Ezilenlerin kaderi gibidir bu: Düşmanın sözüne güvenmek! Dakota Kızılderilileri de öyle yaptılar ve bedelini çok ağır ödediler. Amerikan tarihinde ilk kez bir meydana 38 idam sehpası birden kuruldu
Arif Mostarlı
26 Aralık 1862 sabahı, saat 10.00’da götürdüler onları. 38 Dakota Kızılderilisi… O gün Mankato kentinin sokaklarında 4 binden fazla ‘seyirci’ vardı. Sadece ‘seyirci’ de değildiler, kudurmuş bir topluluktu onlar ve mahkûmlar götürülürken taşlar, tuğla parçaları havada uçuşuyordu. Bir Amerikan yaratıcılığı olarak, 38 kişinin aynı anda asılabileceği uzun mu uzun bir ‘çoklu idam sehpası’ kurulmuştu. Hepsini aynı anda çıkardılar sehpaya, yüzlerine örtüler örtülürken, el ele tutuştu 38 kişi, uzaktan davul sesleri gelirken hep birlikte bir Dakota şarkısı söylemeye başladılar.

Görev A:
Dakota Kızılderililerinin idamını anlatan metni baştan sona, tek harfini değiştirmeden geri verir misin?
Bu metin ile liste arasında hiçbir bağlantı yoktur.

Kayıt listesi

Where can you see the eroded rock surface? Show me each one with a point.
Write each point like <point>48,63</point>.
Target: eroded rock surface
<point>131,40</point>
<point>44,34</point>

Görev B:
Yukarıdaki listenin bütün satırlarını hiçbir değişiklik yapmadan yeniden yazar mısın?

Yanıt A:
Ezilenlerin kaderi gibidir bu: Düşmanın sözüne güvenmek! Dakota Kızılderilileri de öyle yaptılar ve bedelini çok ağır ödediler. Amerikan tarihinde ilk kez bir meydana 38 idam sehpası birden kuruldu
Arif Mostarlı
26 Aralık 1862 sabahı, saat 10.00’da götürdüler onları. 38 Dakota Kızılderilisi… O gün Mankato kentinin sokaklarında 4 binden fazla ‘seyirci’ vardı. Sadece ‘seyirci’ de değildiler, kudurmuş bir topluluktu onlar ve mahkûmlar götürülürken taşlar, tuğla parçaları havada uçuşuyordu. Bir Amerikan yaratıcılığı olarak, 38 kişinin aynı anda asılabileceği uzun mu uzun bir ‘çoklu idam sehpası’ kurulmuştu. Hepsini aynı anda çıkardılar sehpaya, yüzlerine örtüler örtülürken, el ele tutuştu 38 kişi, uzaktan davul sesleri gelirken hep birlikte bir Dakota şarkısı söylemeye başladılar.

Yanıt B:
Where can you see the eroded rock surface? Show me each one with a point.
Write each point like <point>48,63</point>.
Target: eroded rock surface
<point>131,40</point>
<point>44,34</point>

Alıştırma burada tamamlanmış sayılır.